**Required task 1**:
Reproduce word for word the part of the forum thread running from "Hard to say" down to "your model config.".
**Required task 2**:
Pick up the forum thread about the num_classes assertion error and continue it past its final comment.

**Document passage**:
_ _ _

SwinTransformer / Swin-Transformer-Object-Detection

This is an official implementation for "Swin Transformer: Hierarchical Vision Transformer using Shifted Windows" on Object Detection and Instance Segmentation.
https://arxiv.org/abs/2103.14030
Apache License 2.0
1.78k stars 375 forks source link

What is the error? There is only one class in CLASSES.I don't know if that's the reason,What should I do about it.Thanks! #44

Open kekexixili opened 3 years ago

kekexixili commented 3 years ago

Traceback (most recent call last):  File "tools/train.py", line 187, in     main()  File "tools/train.py", line 183, in main    meta=meta)  File "/home/server/文档/DETR2/Swin/mmdet/apis/train.py", line 185, in train_detector    runner.run(data_loaders, cfg.workflow)  File "/home/server/.local/lib/python3.6/site-packages/mmcv/runner/epoch_based_runner.py", line 125, in run    epoch_runner(data_loaders[i], **kwargs)  File "/home/server/.local/lib/python3.6/site-packages/mmcv/runner/epoch_based_runner.py", line 45, in train    self.call_hook('before_train_epoch')  File "/home/server/.local/lib/python3.6/site-packages/mmcv/runner/base_runner.py", line 307, in call_hook    getattr(hook, fn_name)(self)  File "/home/server/文档/DETR2/Swin/mmdet/datasets/utils.py", line 150, in before_train_epoch    self._check_head(runner)  File "/home/server/文档/DETR2/Swin/mmdet/datasets/utils.py", line 137, in _check_head    (f'The num_classes ({module.num_classes}) in 'AssertionError: The num_classes (1) in Shared2FCBBoxHead of MMDataParallel does not matches the length of CLASSES 5) in CocoDataset

bfialkoff commented 3 years ago

You should provide enough information so that if someone is inclined to help they can. Its probably something wrong in your config

haritha-j commented 3 years ago

Hard to say without seeing your config, but most probably in your config, you're importing a custom dataset config with five classes, even though you've set it to one in your model config.

_ _ _

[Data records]
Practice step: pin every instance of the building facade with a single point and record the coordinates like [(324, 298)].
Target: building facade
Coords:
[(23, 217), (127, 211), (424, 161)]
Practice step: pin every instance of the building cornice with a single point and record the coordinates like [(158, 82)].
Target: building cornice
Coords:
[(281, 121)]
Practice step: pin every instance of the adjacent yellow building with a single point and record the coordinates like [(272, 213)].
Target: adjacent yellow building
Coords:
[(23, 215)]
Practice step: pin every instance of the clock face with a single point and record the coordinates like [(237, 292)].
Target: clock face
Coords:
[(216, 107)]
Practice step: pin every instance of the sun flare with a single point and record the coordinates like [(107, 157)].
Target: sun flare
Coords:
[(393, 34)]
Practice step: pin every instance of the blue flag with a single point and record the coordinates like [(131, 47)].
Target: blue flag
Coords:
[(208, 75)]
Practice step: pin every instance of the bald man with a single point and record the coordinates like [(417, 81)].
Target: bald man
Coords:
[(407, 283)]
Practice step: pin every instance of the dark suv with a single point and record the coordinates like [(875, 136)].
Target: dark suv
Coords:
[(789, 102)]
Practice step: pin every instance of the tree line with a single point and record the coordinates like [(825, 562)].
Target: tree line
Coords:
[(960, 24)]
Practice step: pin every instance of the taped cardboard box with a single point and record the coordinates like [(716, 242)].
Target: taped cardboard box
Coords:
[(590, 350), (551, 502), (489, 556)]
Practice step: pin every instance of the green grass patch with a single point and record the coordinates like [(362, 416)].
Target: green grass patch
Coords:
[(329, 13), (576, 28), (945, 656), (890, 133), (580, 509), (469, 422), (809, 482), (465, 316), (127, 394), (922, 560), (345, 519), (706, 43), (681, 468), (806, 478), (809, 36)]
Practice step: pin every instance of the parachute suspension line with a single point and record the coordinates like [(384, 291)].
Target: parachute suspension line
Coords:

_ _ _

**Written response 1**:
Hard to say without seeing your config, but most probably in your config, you're importing a custom dataset config with five classes, even though you've set it to one in your model config.

**Written response 2**:
ffletcherr commented 3 years ago

you changed all num_classes=80 to num_classes=1 but Likely had a syntax issues in dataset config file. The correct way to modify dataset config file is (comma after class name is important) :

train=dict(
        type=dataset_type,
        # add this line :
        classes = ('yourClass1', 'yourClass2'), # or for One Class :  ('yourClass1',), Notice that comma in necessery 
        ann_file=data_root + 'annotations/instances_train2017.json',
        img_prefix=data_root + 'train2017/',
        seg_prefix=data_root + 'stuffthingmaps/train2017/',
        pipeline=train_pipeline),
    val=dict(
        type=dataset_type,
        # and this line :
        classes = ('yourClass1', 'yourClass2'), # or for One Class :  ('yourClass1',), Notice that comma in necessery 
        ann_file=data_root + 'annotations/instances_val2017.json',
        img_prefix=data_root + 'val2017/',
        pipeline=test_pipeline),
hoangtubk commented 3 years ago

I have the same error, you can try: CLASSES = (['your_class']) to fix this.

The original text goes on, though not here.